## What to work on
Exactly retype the opening line of the entries and every line after it, ending with the line that contains "the double rainbow". Skip all pictures.
*** Opening Material for this exercise ***
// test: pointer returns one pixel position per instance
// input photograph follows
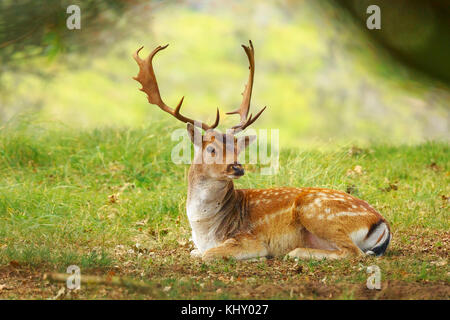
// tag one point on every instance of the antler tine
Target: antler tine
(146, 77)
(247, 94)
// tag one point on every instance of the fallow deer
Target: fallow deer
(249, 223)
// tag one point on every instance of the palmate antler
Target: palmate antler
(247, 94)
(146, 77)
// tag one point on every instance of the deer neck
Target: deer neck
(215, 210)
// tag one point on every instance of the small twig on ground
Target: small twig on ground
(103, 280)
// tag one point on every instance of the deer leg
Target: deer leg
(240, 249)
(345, 248)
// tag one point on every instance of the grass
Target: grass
(111, 201)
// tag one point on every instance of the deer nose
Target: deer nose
(237, 168)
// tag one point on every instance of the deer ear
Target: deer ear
(194, 135)
(244, 142)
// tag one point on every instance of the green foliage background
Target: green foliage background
(323, 80)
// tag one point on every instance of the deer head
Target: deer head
(215, 153)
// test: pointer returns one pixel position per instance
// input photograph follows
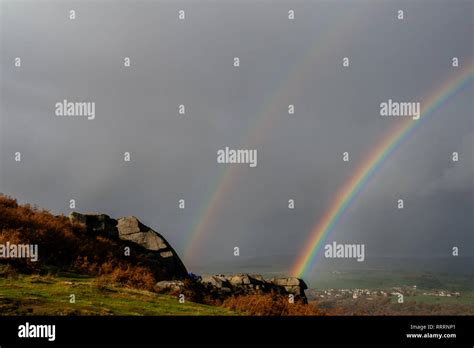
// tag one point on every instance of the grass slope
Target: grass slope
(47, 295)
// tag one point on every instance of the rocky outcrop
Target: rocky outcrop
(222, 286)
(141, 239)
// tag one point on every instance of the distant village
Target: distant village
(371, 294)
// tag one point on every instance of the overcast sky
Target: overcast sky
(282, 62)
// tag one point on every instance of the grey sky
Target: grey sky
(282, 62)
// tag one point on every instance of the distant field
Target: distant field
(37, 295)
(376, 279)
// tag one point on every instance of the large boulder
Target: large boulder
(244, 284)
(163, 259)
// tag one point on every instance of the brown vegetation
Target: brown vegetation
(67, 247)
(271, 305)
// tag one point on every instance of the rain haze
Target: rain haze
(173, 156)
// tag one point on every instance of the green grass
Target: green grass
(46, 295)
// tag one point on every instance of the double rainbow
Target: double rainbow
(348, 193)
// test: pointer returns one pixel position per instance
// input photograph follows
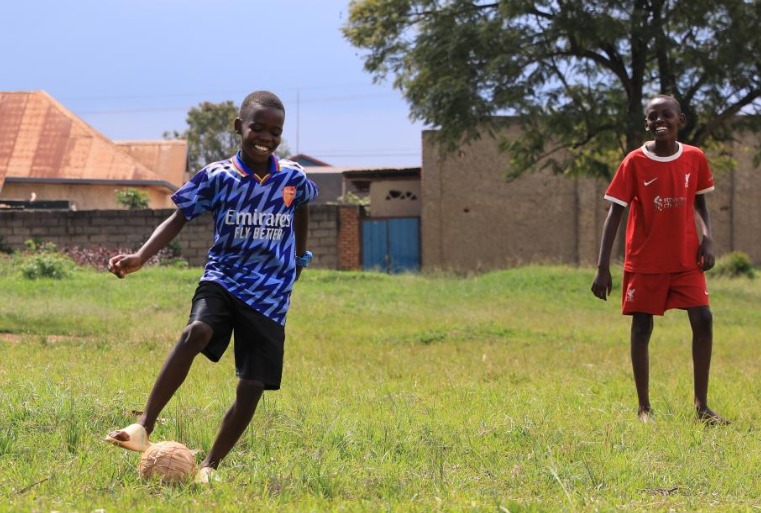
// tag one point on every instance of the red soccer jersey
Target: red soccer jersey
(661, 236)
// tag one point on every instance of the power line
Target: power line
(328, 99)
(211, 93)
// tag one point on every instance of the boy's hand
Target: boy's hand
(122, 265)
(602, 284)
(706, 258)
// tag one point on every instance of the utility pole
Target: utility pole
(298, 115)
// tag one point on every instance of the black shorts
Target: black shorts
(259, 341)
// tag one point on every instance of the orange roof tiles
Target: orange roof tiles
(41, 140)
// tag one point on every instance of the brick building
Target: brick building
(47, 153)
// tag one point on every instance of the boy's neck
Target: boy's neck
(260, 169)
(663, 148)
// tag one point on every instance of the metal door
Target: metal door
(391, 245)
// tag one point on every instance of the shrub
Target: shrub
(46, 265)
(4, 247)
(734, 265)
(36, 245)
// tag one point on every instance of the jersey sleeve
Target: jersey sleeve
(306, 190)
(195, 196)
(621, 188)
(705, 178)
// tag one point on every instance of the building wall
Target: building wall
(82, 197)
(473, 219)
(395, 198)
(128, 229)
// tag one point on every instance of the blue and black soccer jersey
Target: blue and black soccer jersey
(253, 255)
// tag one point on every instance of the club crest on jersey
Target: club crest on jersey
(288, 194)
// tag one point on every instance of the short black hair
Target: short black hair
(665, 97)
(262, 99)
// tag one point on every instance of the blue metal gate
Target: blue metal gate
(391, 245)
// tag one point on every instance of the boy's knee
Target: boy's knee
(196, 336)
(249, 389)
(701, 318)
(642, 327)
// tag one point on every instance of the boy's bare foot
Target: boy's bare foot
(712, 418)
(134, 438)
(645, 414)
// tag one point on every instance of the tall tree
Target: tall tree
(574, 74)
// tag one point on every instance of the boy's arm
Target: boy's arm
(603, 282)
(705, 256)
(301, 228)
(122, 265)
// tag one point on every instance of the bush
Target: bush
(46, 265)
(4, 247)
(132, 199)
(734, 265)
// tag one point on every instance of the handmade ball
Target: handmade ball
(170, 462)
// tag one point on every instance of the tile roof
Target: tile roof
(41, 140)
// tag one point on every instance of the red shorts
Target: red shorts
(656, 293)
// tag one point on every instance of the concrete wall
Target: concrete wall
(395, 198)
(114, 229)
(83, 197)
(473, 219)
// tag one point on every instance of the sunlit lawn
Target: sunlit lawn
(509, 391)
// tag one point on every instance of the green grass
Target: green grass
(509, 391)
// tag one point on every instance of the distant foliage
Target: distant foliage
(47, 265)
(4, 247)
(98, 257)
(574, 76)
(132, 199)
(735, 265)
(211, 134)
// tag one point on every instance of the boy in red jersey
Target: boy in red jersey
(663, 183)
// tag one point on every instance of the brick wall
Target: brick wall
(475, 220)
(349, 237)
(128, 229)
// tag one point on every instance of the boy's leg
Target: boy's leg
(235, 421)
(642, 328)
(193, 340)
(701, 322)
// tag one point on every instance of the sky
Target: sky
(133, 68)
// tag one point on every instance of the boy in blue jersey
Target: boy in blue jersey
(260, 230)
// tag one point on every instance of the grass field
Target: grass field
(508, 391)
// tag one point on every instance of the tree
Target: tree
(574, 74)
(132, 199)
(211, 134)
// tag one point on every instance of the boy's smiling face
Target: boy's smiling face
(663, 117)
(261, 130)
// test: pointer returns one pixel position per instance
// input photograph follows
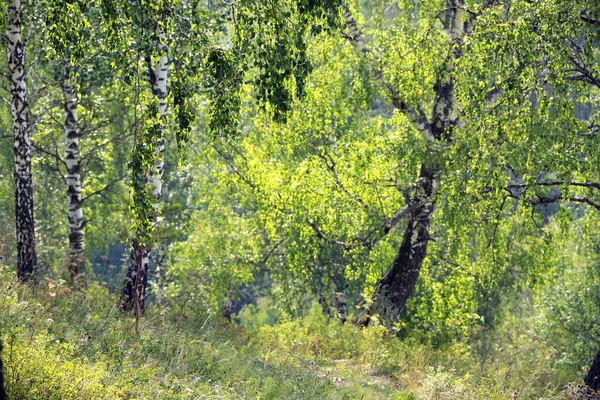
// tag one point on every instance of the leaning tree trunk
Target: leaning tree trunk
(2, 392)
(395, 287)
(76, 222)
(593, 377)
(136, 281)
(25, 233)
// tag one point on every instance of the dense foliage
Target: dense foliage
(425, 170)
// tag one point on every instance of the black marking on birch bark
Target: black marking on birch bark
(2, 391)
(136, 279)
(394, 289)
(76, 267)
(25, 229)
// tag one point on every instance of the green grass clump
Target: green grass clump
(63, 345)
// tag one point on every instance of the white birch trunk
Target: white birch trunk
(136, 281)
(25, 232)
(73, 178)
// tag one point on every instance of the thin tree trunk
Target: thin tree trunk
(76, 222)
(394, 289)
(593, 377)
(134, 288)
(25, 232)
(2, 391)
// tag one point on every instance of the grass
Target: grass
(63, 345)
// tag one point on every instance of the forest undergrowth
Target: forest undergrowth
(60, 344)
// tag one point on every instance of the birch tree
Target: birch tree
(136, 281)
(25, 229)
(436, 129)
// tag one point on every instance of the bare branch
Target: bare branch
(416, 116)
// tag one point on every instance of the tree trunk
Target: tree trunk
(25, 233)
(395, 287)
(340, 305)
(136, 280)
(592, 379)
(134, 290)
(2, 392)
(76, 244)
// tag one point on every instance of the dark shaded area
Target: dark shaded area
(593, 377)
(2, 392)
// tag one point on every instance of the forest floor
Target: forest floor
(62, 345)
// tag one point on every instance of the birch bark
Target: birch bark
(394, 289)
(25, 232)
(136, 281)
(73, 177)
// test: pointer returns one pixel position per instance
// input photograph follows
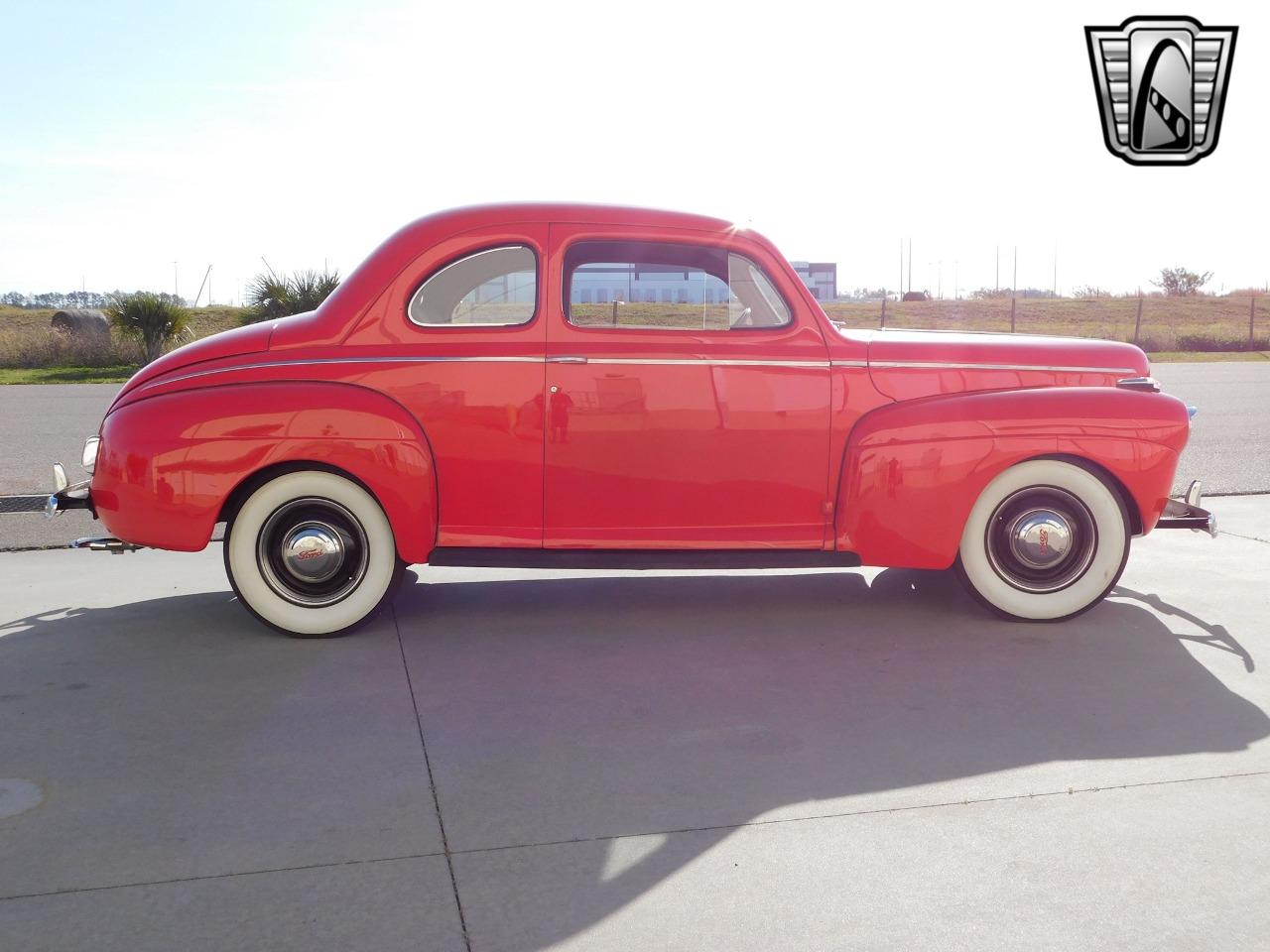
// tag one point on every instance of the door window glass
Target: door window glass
(495, 287)
(667, 286)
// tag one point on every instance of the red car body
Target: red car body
(550, 435)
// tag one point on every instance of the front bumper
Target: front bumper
(1187, 513)
(64, 495)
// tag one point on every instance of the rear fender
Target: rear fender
(168, 463)
(913, 470)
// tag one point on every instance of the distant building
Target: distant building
(820, 277)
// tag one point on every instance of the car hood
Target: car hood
(250, 339)
(907, 365)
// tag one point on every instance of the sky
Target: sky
(143, 134)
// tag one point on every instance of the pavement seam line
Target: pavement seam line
(1250, 538)
(218, 876)
(432, 784)
(627, 835)
(844, 814)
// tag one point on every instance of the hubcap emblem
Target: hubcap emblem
(1040, 537)
(313, 552)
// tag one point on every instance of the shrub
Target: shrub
(149, 318)
(271, 296)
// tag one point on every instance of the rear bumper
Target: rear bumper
(1187, 513)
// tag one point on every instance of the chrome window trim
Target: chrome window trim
(538, 285)
(947, 366)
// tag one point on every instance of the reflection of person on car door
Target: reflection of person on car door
(561, 407)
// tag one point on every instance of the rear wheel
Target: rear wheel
(312, 553)
(1046, 540)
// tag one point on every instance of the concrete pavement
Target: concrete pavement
(748, 761)
(1229, 445)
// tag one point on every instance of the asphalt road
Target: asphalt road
(1229, 447)
(740, 762)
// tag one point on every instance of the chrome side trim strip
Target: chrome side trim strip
(318, 361)
(653, 362)
(947, 366)
(703, 361)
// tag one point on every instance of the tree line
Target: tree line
(60, 299)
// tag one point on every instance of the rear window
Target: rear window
(495, 287)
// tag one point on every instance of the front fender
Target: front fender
(913, 470)
(168, 463)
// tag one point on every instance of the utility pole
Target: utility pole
(1014, 293)
(911, 264)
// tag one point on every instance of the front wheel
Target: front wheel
(1046, 540)
(312, 553)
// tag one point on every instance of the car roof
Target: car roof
(575, 212)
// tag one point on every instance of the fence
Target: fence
(1156, 324)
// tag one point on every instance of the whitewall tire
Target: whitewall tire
(1047, 539)
(312, 553)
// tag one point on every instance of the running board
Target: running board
(640, 558)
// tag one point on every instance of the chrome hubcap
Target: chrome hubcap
*** Closing Material for this exercise ***
## Written reply
// test: pointer returns one pixel position per instance
// input photograph follows
// tag one point on every instance of the antler tine
Target: antler tine
(146, 77)
(247, 94)
// tag one point on every instance of the fallow deer
Target: fallow deer
(249, 223)
// tag one point on every instance of the palmate antler
Target: palmate antler
(247, 94)
(146, 77)
// tag one point on every instance of the deer neck
Target: deer neck
(215, 210)
// tag one point on every instance of the small twig on ground
Target: small twig on ground
(103, 280)
// tag one point on every instance of the deer leg
Target: deer leg
(240, 249)
(345, 248)
// tag one point on every instance of the grass
Target: grass
(111, 201)
// tag one point on every instance of the deer nose
Target: deer nose
(237, 168)
// tag one point on every instance of the deer ear
Target: deer ear
(194, 135)
(244, 142)
// tag one point on every instance of the green foliage background
Target: green foliage background
(323, 80)
// tag one point on every instance of the deer head
Target: deer head
(215, 153)
// test: pointer returns one pixel position per instance
// input photograph follows
// tag one point on every instance of the grass slope
Target: grass slope
(47, 295)
// tag one point on every instance of the rocky outcrop
Target: rocky outcrop
(222, 286)
(141, 239)
// tag one point on every instance of the distant village
Target: distant village
(371, 294)
// tag one point on every instance of the overcast sky
Target: overcast sky
(282, 62)
// tag one point on every instance of the grey sky
Target: grey sky
(282, 62)
// tag one point on every instance of the distant field
Target: distant field
(37, 295)
(376, 279)
// tag one point on every instance of the large boulder
Target: large boulder
(244, 284)
(163, 259)
// tag one point on every instance of the brown vegetation
Target: brown vegetation
(67, 247)
(271, 305)
// tag one point on every instance of the rain haze
Target: rain haze
(173, 156)
// tag one point on every instance of the green grass
Target: green grass
(46, 295)
// tag one point on every instance of the double rainbow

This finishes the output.